Texto dado
# Chato



## TheChabon

¿Hay algún lugar en que alguna de estas dos acepciones de _chato_ no se entendería, o se podría malinterpretar?

La pregunta se origina en una traducción que hace un juego de palabras con estos dos conceptos, y como _chato_ no es una palabra que recuerde haber leído mucho quiero asegurarme de que se entienda bien en todos lados. 

Saludos y gracias. 

chato, ta.
(Del b. lat. plattus, aplanado, y este del gr. πλατύς, con infl. gall. port.).
3. adj. Dicho de una cosa: Que tiene menos relieve, longitud o elevación de lo normal. _Una vasija, una silueta chata_
4. adj. Intelectualmente pobre, o corto de miras. _Una realidad chata Un discurso chato._


----------



## alinapopi

Hola,

En los años que llevo viviendo en España, he oído esta palabra en las siguientes situaciones:
- _chato/a_ - entre amigos, familiares, etc, con cierto cariño y confianza;
- _chato_ con el sentido de poca cantidad: _chato de vino, mosto, etc;_
_-_ y creo que también _chato_ como persona de talla/estatura baja.
El último significado, el de _intelectualmente pobre_, yo personalmente no lo he encontrado nunca.

Espera más opiniones. Un saludo.


----------



## Ibermanolo

Estos son los significados que yo conozco:

- _chato/a_ - para llamarse entre amigos, familiares, etc, con *bastante* cariño y confianza

- _chato_ de vino, es un vaso pequeño de vino (el vino de las tabernas se pedía por chatos)

_-_ Chato como sinónimo de plano, especialmente cuando se trata de la nariz.


----------



## Agró

Aquí, nunca lo he visto u oído con el sentido de la segunda acepción.


----------



## oa2169

En Bogotá Colombia, se usa como una muletilla.

Listado
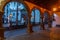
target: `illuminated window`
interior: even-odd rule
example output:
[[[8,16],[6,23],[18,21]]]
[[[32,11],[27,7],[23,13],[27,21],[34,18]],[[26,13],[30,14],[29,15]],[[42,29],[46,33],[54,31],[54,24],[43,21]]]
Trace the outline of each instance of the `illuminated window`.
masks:
[[[38,9],[34,9],[31,13],[31,22],[32,23],[40,23],[40,11]]]
[[[10,16],[11,15],[11,16]],[[27,9],[25,5],[19,2],[9,2],[4,8],[3,22],[12,22],[12,25],[16,25],[18,19],[18,24],[24,24],[24,16],[27,15]]]

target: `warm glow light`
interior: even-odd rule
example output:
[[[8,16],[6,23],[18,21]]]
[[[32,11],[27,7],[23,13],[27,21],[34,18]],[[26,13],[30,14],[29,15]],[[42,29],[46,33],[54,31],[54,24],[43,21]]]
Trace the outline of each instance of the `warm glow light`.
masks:
[[[60,8],[60,6],[59,6],[59,8]]]
[[[0,0],[0,5],[1,5],[1,2],[4,1],[4,0]]]
[[[10,14],[10,17],[12,17],[12,14]]]
[[[53,8],[53,11],[56,11],[57,10],[57,8]]]

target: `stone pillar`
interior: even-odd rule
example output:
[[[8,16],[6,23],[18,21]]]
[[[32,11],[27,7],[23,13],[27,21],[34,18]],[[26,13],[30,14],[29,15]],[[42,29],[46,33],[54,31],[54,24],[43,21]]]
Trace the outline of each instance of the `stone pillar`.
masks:
[[[31,13],[30,13],[31,14]],[[33,30],[32,30],[32,25],[31,25],[31,15],[29,14],[29,17],[28,17],[28,33],[32,33]]]
[[[48,15],[48,27],[49,27],[49,28],[52,27],[52,25],[51,25],[52,23],[51,23],[51,22],[52,22],[52,18],[51,18],[50,14],[49,14],[49,15]]]
[[[0,40],[4,40],[4,28],[2,26],[2,16],[3,16],[3,13],[0,12]]]

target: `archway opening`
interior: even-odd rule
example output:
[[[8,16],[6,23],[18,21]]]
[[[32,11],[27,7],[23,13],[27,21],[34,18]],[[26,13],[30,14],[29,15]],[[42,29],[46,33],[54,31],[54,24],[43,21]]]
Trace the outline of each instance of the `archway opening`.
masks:
[[[40,28],[39,28],[40,23],[41,23],[40,11],[37,8],[34,8],[31,13],[31,25],[32,25],[34,31],[40,30]]]
[[[22,35],[27,31],[28,10],[23,3],[11,1],[4,8],[3,27],[6,30],[5,37]],[[22,29],[25,28],[25,29]],[[16,30],[15,30],[16,29]]]
[[[48,22],[49,22],[49,13],[48,12],[44,12],[44,18],[43,18],[43,22],[44,22],[44,27],[45,29],[48,29]]]

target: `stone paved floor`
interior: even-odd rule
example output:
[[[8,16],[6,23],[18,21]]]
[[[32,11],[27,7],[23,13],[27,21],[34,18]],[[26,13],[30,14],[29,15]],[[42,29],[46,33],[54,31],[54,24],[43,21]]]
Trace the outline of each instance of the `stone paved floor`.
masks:
[[[60,28],[53,27],[50,30],[40,30],[31,34],[9,37],[6,40],[60,40]]]
[[[7,38],[6,40],[50,40],[49,32],[41,30],[40,32],[33,32],[21,36]]]

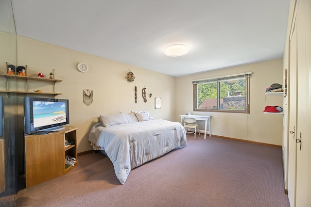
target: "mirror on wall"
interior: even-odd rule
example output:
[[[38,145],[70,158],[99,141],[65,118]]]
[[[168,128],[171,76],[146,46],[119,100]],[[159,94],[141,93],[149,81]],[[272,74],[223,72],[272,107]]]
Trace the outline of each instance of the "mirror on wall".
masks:
[[[16,91],[17,81],[14,77],[7,78],[7,64],[17,65],[17,36],[10,0],[0,1],[0,96],[2,97],[2,114],[3,131],[0,137],[0,197],[17,192],[18,173],[17,162],[17,96],[10,89]],[[14,200],[8,201],[8,206],[15,206]],[[10,203],[11,202],[11,203]]]
[[[156,109],[161,109],[161,98],[156,98]]]

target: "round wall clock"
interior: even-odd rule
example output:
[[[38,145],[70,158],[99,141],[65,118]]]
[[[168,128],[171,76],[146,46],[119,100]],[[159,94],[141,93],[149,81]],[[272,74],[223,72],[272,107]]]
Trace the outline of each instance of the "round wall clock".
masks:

Ejercicios
(1) Responde a estas preguntas sobre el hilo acerca de la palabra «chato»:
(a) ¿Qué significado de «chato» dice alinapopi que nunca ha encontrado?
(b) Según Ibermanolo, ¿qué es un chato de vino?
(c) ¿Cómo se usa «chato» en Bogotá, Colombia?
(2) Prolonga el hilo acerca de la palabra «chato» a partir del punto en que termina.

Respuestas esperadas
(1)
(a) El de «intelectualmente pobre».
(b) Un vaso pequeño de vino.
(c) Como una muletilla.

(2)
"hola mi chato, como estas?" Igual aqui da el sentido de cariño y confianza.

Chato en Colombia tambien designa a la persona de nariz aplastada o aplanada.


----------



## Neretva

A las personas se las puede llamars chatas (amigos, conocido, etc.) es como decir hola tío, chavale, ....   Pero la verdad es que se decía mucho en los 60-70-80, ahora ya sólo lo dice la gente más mayor, o se dice en broma

una cosa chata, es algo más bien plano y sin punta "Tiene la nariz chata" --> una de esas redonditas, pequeñitas

un chato de vino es, precisamente, un cm. de vino en un vaso , pero no se dice un chato de mosto, a no ser que se diga en broma , porque el mosto es "vino sin alcohol", pero el chato es sólo para el vino


----------



## Billie Ro

Hola a todos.
¿Cómo traduciríais lo siguiente?:
Contexto: un amigo le deja a otro un libro suyo para leer y al día siguiente, éste le dice que no ha entendido nada, y aquél (el autor) le contesta:

"Isso é *chato*".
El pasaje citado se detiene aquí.